*WHAT TO WORK ON*.
Please return each entry that follows exactly as given, but without pictures.
*** RECORDS FOR THIS EXERCISE Section Begins ***
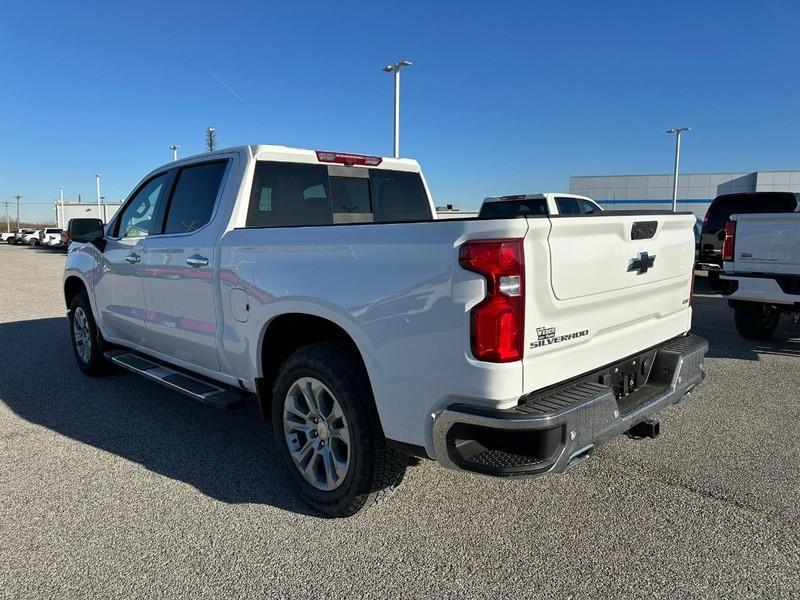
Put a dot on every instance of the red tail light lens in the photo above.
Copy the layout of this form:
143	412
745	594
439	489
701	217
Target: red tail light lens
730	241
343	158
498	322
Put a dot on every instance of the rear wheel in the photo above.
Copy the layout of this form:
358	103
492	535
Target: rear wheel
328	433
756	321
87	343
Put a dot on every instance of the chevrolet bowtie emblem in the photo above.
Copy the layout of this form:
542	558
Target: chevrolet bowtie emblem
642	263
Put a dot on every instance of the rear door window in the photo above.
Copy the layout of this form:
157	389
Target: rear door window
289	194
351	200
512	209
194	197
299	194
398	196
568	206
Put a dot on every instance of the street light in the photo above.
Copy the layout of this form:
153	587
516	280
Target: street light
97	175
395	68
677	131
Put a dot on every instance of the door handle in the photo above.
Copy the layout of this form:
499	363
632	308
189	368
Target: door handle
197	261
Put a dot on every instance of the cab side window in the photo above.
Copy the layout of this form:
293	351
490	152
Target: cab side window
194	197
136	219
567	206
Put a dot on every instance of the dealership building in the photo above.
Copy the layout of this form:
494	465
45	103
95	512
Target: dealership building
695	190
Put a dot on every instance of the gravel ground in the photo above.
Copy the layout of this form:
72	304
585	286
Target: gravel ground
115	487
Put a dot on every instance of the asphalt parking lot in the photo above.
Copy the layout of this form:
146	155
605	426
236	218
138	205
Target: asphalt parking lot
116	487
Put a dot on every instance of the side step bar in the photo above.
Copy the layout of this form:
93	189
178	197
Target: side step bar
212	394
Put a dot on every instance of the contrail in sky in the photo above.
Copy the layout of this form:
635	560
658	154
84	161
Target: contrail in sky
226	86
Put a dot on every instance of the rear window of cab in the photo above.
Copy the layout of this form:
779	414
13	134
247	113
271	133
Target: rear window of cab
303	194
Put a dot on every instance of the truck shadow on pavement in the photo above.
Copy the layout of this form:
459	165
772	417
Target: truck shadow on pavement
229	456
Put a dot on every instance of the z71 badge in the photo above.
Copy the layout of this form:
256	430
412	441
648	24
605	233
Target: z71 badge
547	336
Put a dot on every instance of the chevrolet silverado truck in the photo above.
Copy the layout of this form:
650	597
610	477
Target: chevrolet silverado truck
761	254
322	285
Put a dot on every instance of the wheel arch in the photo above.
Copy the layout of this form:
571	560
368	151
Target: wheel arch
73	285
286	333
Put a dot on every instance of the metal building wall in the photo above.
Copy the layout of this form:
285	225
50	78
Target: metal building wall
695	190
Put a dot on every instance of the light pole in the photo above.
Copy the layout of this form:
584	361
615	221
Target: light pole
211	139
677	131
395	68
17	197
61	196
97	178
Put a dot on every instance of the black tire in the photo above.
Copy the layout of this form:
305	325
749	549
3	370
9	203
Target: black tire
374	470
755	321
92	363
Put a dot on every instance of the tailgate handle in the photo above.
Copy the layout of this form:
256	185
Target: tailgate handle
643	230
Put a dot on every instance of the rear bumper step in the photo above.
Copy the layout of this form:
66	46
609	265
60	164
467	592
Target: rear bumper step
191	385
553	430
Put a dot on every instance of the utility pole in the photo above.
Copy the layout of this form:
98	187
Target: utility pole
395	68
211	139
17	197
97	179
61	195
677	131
*** RECORDS FOR THIS EXERCISE Section Ends ***
*REPLY TO THE EXERCISE*.
Put a dot on every instance of the red tail light lens in the photo above.
Copy the layout of this form:
143	412
745	594
439	489
701	217
Target: red tail light lens
730	241
343	158
498	322
Put a dot on every instance of the rear wheel in the photo above.
Copy the layout of this form:
358	103
492	535
Target: rear wheel
328	433
756	321
87	343
Put a dot on every instance of the chevrolet bowtie emblem in the photo above.
Copy the layout of this form:
542	558
Target: chevrolet bowtie emblem
642	263
Put a dot on every instance of the rear door window in the photo above.
Copy the layout of this form:
157	389
Target: rear door window
289	194
351	200
512	209
194	197
299	194
398	196
568	206
Put a dot on every instance of the street light in the photo above.
Copy the layout of this form:
153	587
516	280
Target: street light
97	175
395	68
677	131
Put a dot on every instance of the door handle in the photo above.
Copy the layout of this form:
499	363
632	308
189	368
Target: door handle
197	261
Put a dot on every instance of the cab side window in the photo above.
Copy the layout of this form:
293	351
490	152
Target: cab side window
194	197
136	219
567	206
Put a dot on every instance of the dealership building in the photo above.
Copy the layout of this form:
494	465
45	103
95	512
Target: dealership building
695	190
Put a dot on every instance of the gravel ground in the photo above.
Copy the layout of this form:
72	304
585	286
Target: gravel ground
115	487
Put a dot on every instance of the asphalt parking lot in the photo above.
Copy the layout of this form:
146	155
605	426
236	218
138	205
Target: asphalt parking lot
116	487
Put a dot on every instance of the side step bar in the photo above.
Copy the layout of this form:
93	189
178	197
Target: side step bar
212	394
Put a dot on every instance of the contrail in sky in the photo above.
Copy the layout of this form:
635	560
658	154
84	161
Target: contrail in sky
226	86
Put a dot on every instance of the rear window of cab in the photo above.
Copy the layout of this form:
779	414
13	134
247	113
271	133
Target: rear window of cab
303	194
Put a dot on every instance of the truck shadow on pavement in the photo above.
Copy the layout of this form:
459	165
772	417
Target: truck shadow on pavement
229	456
Put a dot on every instance of the z71 badge in the photo above.
Copy the layout of this form:
256	430
412	441
648	24
605	233
Target: z71 badge
547	336
Put a dot on every instance of the chevrolet silverado truck in the photo above.
Copy the layout of this form:
650	597
610	477
Target: chevrolet silverado truck
761	254
322	285
Put a dot on every instance of the wheel arch in the photo above.
Copy the layout of this form:
571	560
368	151
Target: wheel arch
73	285
286	333
Put a dot on every instance of the metal building wall in the photo above.
Copy the layout of this form:
285	225
50	78
Target: metal building wall
695	190
Put a dot on every instance of the light pole in the photo above.
Copy the layout of this form:
584	361
615	221
Target: light pole
211	139
677	131
395	68
17	197
61	196
97	178
Put a dot on every instance of the black tire in the photo above.
Copy the layout of this form:
305	325
749	549
3	370
9	203
Target: black tire
374	470
755	321
92	363
Put a dot on every instance of the tailgate handle in the photo above.
Copy the layout of this form:
256	185
Target: tailgate handle
643	230
Put a dot on every instance of the rear bumper step in the photo above.
Copy the layout of this form:
66	46
609	265
60	164
467	592
Target: rear bumper step
191	385
553	430
Put a dot on every instance of the utility pole in the photo above.
Copy the layout of this form:
98	187
Target: utility pole
395	68
211	139
17	197
97	179
61	195
677	131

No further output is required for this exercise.